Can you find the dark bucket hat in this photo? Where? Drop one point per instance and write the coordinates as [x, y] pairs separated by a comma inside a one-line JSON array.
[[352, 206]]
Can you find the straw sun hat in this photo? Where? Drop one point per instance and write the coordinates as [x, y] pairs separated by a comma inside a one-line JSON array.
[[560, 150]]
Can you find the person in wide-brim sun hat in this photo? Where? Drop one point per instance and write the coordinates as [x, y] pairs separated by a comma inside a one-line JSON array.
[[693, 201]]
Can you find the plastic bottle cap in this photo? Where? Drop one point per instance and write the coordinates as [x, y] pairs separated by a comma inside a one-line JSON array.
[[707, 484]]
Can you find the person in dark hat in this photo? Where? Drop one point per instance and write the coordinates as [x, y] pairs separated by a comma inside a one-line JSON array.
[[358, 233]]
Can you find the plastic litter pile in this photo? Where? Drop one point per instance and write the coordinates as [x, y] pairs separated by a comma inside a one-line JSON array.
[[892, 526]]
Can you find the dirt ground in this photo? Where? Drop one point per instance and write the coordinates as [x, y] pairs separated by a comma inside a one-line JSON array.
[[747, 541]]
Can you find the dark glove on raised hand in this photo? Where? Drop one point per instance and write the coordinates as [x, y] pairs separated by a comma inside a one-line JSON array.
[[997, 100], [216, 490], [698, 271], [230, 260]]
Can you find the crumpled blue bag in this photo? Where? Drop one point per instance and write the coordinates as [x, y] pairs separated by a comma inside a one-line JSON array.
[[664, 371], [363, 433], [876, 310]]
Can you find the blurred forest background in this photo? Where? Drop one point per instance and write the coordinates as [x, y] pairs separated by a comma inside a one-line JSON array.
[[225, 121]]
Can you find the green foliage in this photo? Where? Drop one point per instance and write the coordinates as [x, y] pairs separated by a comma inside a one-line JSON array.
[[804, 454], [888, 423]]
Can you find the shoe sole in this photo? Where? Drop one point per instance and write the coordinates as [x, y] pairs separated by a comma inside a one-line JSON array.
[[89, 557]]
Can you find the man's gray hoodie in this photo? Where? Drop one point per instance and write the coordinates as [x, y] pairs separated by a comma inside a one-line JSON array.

_ _ _

PROBLEM DESCRIPTION: Please repeat each entry exactly as written.

RESULT BELOW:
Can you find the dark bucket hat in this photo? Where? Drop one point per instance and write the coordinates as [x, y] pairs separated by a comma inside a one-line JSON array.
[[352, 206]]
Can you find the straw sun hat in this photo? Where? Drop one point per instance and write the coordinates as [x, y] pairs separated by a comma inside a one-line JSON array.
[[560, 150]]
Can you find the person in wide-brim sun hat in this photo? Where? Drop one point per instance and write the coordinates as [x, y] pairs separated by a comma inside a one-line JSON array.
[[693, 201]]
Can you find the plastic bottle cap in this photo? Where? Drop one point per instance and write the coordinates as [x, y] pairs separated by a comma inside a one-line JSON array.
[[707, 484]]
Can you find the person in dark hat in this photo? Where? Drop one point per instance and write the coordinates as [x, y] pairs separated by a comma inside a one-line JSON array.
[[358, 233]]
Can you find the plastic litter pile in this photo? Where? Drop one point per instance and write the coordinates as [x, y] pairs separated by a comma inside a one-line JSON array.
[[892, 526]]
Can you find the dirt ground in this photo? Where? Drop one point per instance and write the coordinates as [x, y] pairs separated by a comma inside a one-line JSON array.
[[747, 541]]
Can you find the dark glove on raised hand in this photo? Where? Drop one point per instance and write the coordinates as [x, y] pairs separated by a comma inside a one-line JSON array.
[[997, 100], [216, 490], [698, 271], [230, 260]]
Can you find the crumpled blue bag in this photo? Where? Drop one point per instance and write the coordinates as [x, y] pairs separated by a comma inside a one-line JSON array.
[[664, 371], [363, 433], [876, 310]]
Can you find the blurred forest background in this photo? Where? Drop one point per instance and write the coordinates as [x, y] pairs separated by a comma inside a one-line JSON array.
[[225, 121]]
Can you find the green foliage in this photo? Where? Drop one point per instance and write the coordinates as [x, y] pairs separated by a comma inside a one-line JSON array.
[[804, 454], [888, 423]]
Can you find the shoe sole in this photo? Where? Drop one point per instance and write the coordinates as [x, y] pairs separated by a comma inside a one-line JSON array.
[[89, 557]]
Can you find the man's gray hoodie in this photo? Where? Drop one point per instance and write the coordinates as [x, y] pairs separated by a comma inside a one-line JSON array.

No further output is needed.